→ **EXERCISE**: With pictures omitted, copy exactly the lines from the one containing "point: orange beak" through the end of the records below.
- - - -
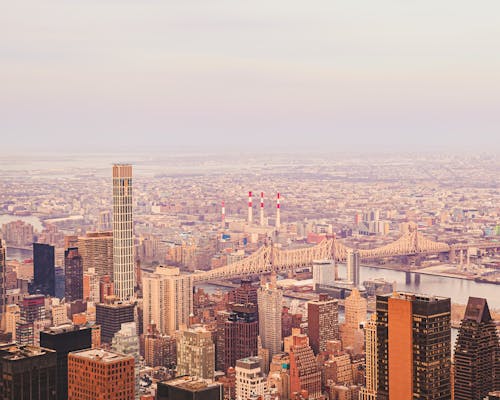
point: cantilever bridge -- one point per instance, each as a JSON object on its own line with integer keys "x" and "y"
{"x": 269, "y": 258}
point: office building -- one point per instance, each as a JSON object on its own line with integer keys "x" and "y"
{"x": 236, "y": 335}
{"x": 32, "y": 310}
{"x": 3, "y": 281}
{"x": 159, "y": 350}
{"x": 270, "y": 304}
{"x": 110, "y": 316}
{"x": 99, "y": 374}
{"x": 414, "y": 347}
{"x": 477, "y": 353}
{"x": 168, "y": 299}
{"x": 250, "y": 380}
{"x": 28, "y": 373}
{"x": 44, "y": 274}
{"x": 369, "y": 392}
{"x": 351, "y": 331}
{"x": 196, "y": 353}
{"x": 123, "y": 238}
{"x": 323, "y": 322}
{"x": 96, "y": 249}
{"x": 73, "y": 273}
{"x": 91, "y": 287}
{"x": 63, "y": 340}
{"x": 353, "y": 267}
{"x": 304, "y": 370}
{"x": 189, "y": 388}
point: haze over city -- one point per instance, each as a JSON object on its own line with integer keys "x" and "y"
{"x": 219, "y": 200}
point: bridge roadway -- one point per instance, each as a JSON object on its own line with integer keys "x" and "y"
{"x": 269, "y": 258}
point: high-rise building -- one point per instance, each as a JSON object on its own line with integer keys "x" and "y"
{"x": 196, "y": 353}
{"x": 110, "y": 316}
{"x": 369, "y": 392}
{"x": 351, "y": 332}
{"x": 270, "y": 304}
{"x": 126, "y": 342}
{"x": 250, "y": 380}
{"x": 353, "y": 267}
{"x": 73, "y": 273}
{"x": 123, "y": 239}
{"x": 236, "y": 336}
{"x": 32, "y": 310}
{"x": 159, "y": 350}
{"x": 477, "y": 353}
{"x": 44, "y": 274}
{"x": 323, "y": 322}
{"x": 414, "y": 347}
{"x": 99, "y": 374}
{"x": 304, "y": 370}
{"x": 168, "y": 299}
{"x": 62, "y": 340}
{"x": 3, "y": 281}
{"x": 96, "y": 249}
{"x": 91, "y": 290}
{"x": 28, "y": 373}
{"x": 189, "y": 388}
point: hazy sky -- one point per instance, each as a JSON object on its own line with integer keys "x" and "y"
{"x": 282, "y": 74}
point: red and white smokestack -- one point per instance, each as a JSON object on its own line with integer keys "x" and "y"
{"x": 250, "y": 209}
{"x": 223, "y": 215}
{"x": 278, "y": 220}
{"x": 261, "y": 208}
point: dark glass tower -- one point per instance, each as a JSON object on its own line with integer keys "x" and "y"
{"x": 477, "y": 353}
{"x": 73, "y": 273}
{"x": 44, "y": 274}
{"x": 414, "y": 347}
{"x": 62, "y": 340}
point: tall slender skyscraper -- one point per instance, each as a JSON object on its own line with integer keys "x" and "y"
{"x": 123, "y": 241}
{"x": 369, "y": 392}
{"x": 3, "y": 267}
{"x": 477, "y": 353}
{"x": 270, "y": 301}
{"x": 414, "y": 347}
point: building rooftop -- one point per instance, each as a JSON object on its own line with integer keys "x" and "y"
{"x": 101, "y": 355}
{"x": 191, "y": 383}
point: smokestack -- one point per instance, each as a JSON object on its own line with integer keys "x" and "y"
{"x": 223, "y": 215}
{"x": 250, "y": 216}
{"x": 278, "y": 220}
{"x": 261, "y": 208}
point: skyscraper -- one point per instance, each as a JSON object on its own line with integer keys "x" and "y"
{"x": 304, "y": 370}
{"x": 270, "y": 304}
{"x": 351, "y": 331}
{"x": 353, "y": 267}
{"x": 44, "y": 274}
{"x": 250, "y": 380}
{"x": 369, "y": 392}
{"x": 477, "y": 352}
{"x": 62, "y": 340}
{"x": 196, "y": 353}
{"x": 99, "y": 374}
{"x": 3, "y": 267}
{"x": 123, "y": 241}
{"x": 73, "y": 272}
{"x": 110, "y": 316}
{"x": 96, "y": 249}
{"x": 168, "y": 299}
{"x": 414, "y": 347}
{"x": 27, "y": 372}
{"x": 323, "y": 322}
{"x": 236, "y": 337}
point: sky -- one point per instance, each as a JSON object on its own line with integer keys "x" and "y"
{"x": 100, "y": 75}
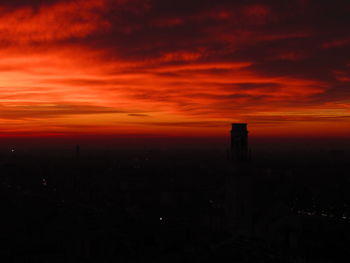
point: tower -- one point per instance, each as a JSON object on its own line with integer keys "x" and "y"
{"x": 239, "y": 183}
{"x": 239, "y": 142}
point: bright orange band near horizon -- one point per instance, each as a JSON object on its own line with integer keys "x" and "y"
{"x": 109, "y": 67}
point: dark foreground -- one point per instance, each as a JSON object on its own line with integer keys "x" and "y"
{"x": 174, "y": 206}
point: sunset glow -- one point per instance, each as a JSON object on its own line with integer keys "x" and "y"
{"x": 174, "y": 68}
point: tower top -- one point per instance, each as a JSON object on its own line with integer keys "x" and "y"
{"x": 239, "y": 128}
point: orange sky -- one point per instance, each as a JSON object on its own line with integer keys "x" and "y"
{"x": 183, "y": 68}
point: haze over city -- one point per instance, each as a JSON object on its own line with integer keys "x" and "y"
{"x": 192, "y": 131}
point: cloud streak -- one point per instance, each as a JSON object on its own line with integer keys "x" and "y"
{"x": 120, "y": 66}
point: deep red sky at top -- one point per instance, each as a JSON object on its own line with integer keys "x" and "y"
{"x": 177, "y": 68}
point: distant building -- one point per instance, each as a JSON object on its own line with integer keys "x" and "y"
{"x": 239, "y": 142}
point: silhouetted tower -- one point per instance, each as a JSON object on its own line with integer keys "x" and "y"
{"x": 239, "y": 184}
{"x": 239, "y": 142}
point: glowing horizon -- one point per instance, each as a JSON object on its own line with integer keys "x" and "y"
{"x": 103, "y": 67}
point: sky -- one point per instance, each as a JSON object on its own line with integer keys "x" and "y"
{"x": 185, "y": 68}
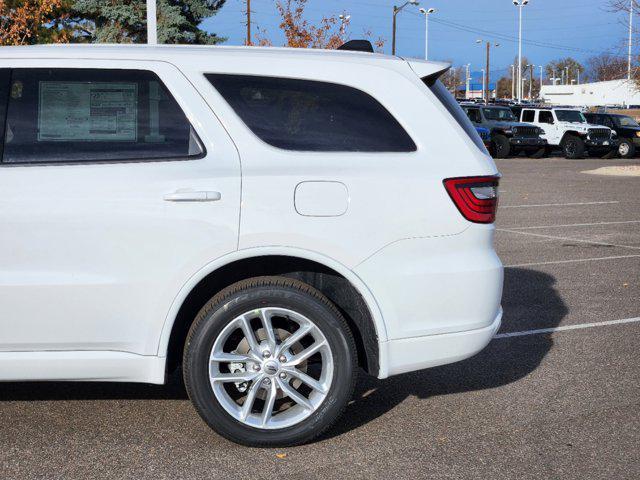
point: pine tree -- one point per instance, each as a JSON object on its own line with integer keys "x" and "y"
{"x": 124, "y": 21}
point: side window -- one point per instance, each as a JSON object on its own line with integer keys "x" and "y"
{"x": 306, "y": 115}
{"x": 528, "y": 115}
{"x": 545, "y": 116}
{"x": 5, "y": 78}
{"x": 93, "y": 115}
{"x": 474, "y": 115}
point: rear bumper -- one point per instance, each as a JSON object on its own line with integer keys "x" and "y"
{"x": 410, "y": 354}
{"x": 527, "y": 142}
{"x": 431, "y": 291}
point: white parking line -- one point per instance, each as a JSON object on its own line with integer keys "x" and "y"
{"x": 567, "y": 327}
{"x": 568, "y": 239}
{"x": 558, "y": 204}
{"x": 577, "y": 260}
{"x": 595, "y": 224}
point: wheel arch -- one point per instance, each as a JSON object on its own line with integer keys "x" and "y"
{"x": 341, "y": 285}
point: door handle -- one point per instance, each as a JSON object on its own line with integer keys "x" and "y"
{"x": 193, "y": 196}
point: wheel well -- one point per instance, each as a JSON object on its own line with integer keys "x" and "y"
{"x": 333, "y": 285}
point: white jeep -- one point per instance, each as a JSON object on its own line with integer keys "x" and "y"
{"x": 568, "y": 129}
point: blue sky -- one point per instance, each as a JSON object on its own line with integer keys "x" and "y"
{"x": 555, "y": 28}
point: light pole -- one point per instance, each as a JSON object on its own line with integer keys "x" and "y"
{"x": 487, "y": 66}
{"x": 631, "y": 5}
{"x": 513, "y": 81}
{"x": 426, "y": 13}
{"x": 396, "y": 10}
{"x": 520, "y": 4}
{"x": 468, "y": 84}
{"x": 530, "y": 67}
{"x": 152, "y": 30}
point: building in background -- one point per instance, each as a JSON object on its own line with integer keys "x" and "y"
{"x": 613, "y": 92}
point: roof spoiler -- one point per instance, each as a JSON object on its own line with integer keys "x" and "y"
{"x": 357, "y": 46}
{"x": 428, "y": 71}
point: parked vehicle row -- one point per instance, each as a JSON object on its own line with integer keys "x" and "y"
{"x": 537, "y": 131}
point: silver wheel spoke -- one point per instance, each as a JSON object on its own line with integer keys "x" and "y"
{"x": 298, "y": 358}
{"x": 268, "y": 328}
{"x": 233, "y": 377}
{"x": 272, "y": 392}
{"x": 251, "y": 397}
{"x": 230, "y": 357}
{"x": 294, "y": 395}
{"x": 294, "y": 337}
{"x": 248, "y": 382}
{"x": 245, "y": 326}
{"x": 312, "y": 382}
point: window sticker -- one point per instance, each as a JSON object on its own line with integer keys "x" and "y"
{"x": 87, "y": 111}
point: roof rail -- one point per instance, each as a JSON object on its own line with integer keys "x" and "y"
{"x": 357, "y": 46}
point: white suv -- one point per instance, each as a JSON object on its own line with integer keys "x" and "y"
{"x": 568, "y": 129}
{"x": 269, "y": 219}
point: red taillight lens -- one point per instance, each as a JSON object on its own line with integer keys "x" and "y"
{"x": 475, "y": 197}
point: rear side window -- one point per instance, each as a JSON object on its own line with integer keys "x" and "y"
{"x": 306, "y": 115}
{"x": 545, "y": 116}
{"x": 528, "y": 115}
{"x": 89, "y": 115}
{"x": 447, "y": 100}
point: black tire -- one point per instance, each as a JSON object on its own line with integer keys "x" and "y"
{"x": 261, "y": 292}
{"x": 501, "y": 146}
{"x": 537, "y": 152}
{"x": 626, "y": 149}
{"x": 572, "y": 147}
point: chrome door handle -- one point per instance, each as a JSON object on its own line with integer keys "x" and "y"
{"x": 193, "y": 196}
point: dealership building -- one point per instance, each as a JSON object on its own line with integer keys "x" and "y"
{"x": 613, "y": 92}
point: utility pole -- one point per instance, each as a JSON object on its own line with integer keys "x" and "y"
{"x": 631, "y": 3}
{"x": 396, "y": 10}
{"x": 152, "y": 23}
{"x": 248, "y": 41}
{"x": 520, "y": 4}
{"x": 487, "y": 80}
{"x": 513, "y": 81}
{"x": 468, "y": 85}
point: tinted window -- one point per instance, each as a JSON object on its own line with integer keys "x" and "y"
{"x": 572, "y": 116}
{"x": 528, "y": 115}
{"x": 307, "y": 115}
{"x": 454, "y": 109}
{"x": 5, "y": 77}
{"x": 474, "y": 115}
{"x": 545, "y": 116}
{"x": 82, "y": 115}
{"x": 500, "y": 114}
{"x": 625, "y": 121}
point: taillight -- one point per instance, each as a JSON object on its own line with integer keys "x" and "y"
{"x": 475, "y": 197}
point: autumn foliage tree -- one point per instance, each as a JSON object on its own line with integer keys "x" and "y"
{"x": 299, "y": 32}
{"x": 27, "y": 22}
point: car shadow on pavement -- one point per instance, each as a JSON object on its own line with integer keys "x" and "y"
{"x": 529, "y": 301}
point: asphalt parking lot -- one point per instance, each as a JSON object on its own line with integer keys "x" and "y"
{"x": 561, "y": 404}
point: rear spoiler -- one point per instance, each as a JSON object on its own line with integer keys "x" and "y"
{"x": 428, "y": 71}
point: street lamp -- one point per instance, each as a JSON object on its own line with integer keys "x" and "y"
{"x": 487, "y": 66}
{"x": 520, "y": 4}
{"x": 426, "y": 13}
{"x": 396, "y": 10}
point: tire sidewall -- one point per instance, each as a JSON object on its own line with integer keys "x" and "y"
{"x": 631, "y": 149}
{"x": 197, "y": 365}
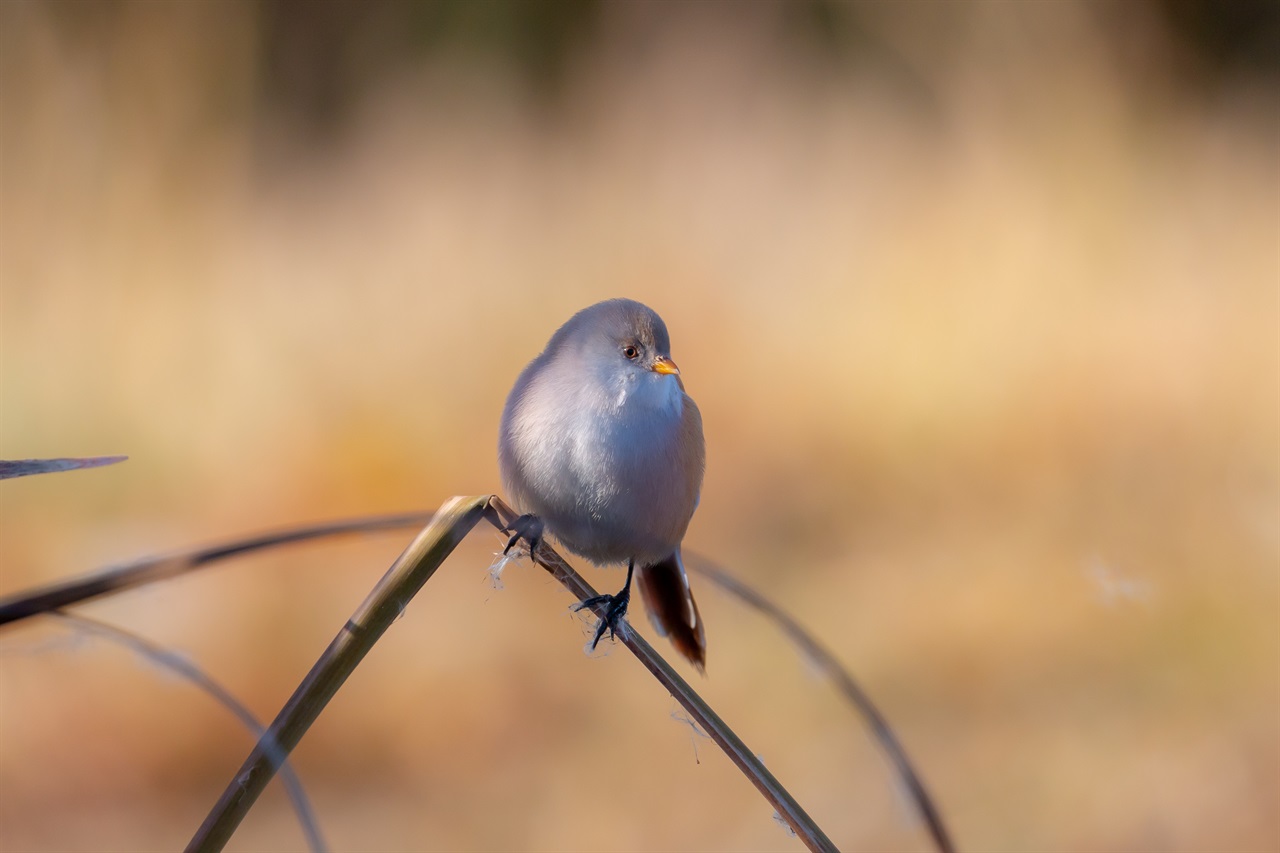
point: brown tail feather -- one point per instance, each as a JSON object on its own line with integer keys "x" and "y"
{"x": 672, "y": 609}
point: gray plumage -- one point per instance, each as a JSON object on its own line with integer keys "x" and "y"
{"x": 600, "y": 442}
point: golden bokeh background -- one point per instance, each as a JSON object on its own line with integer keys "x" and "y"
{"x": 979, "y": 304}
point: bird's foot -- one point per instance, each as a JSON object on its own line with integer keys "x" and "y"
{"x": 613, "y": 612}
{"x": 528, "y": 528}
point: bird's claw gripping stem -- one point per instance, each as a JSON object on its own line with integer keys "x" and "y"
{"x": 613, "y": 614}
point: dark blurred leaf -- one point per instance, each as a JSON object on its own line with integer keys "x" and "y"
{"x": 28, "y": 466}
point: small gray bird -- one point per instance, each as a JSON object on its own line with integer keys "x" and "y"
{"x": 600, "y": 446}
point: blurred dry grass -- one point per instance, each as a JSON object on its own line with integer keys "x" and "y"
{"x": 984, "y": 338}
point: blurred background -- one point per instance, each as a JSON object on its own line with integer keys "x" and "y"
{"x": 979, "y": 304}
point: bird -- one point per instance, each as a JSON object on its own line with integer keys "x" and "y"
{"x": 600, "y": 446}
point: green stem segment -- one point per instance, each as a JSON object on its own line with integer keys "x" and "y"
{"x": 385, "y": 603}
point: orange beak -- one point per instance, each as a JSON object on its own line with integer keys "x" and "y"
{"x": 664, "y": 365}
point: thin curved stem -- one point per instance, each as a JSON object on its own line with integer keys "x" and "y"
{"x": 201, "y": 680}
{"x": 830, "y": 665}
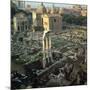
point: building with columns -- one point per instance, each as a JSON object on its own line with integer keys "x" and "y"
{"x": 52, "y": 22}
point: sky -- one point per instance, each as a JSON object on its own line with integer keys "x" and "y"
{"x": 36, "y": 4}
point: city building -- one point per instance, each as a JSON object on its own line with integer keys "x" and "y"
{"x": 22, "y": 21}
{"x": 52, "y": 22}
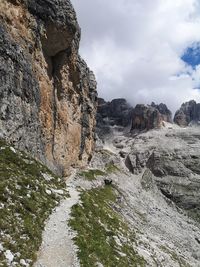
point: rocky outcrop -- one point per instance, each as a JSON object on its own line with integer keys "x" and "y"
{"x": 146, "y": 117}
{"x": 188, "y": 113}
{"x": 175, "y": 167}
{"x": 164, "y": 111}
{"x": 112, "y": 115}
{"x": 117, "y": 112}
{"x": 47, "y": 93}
- - - -
→ **RESULT FOR THIS TASK**:
point: orange beak -- one point per instance, each as a JSON object on its own line with integer keys "x" and "y"
{"x": 664, "y": 365}
point: thin curved stem -- one point per instance, each as a JSON object on its own line with integer keys "x" and "y"
{"x": 201, "y": 680}
{"x": 830, "y": 665}
point: building with columns -- one point per instance, each as a JSON object on its own line with integer keys "x" and "y"
{"x": 52, "y": 22}
point: sky -- one point per instance, each as a JSON object on its own line with integer keys "x" and "y"
{"x": 36, "y": 4}
point: city building -- one point per instance, each as a JSON object on its own line with integer keys "x" and "y"
{"x": 22, "y": 21}
{"x": 52, "y": 22}
point: rocky outcrop -- one point per instance, each as a JSON object on its own line with integer keys "x" and "y"
{"x": 146, "y": 117}
{"x": 188, "y": 113}
{"x": 175, "y": 167}
{"x": 164, "y": 111}
{"x": 112, "y": 115}
{"x": 117, "y": 112}
{"x": 47, "y": 93}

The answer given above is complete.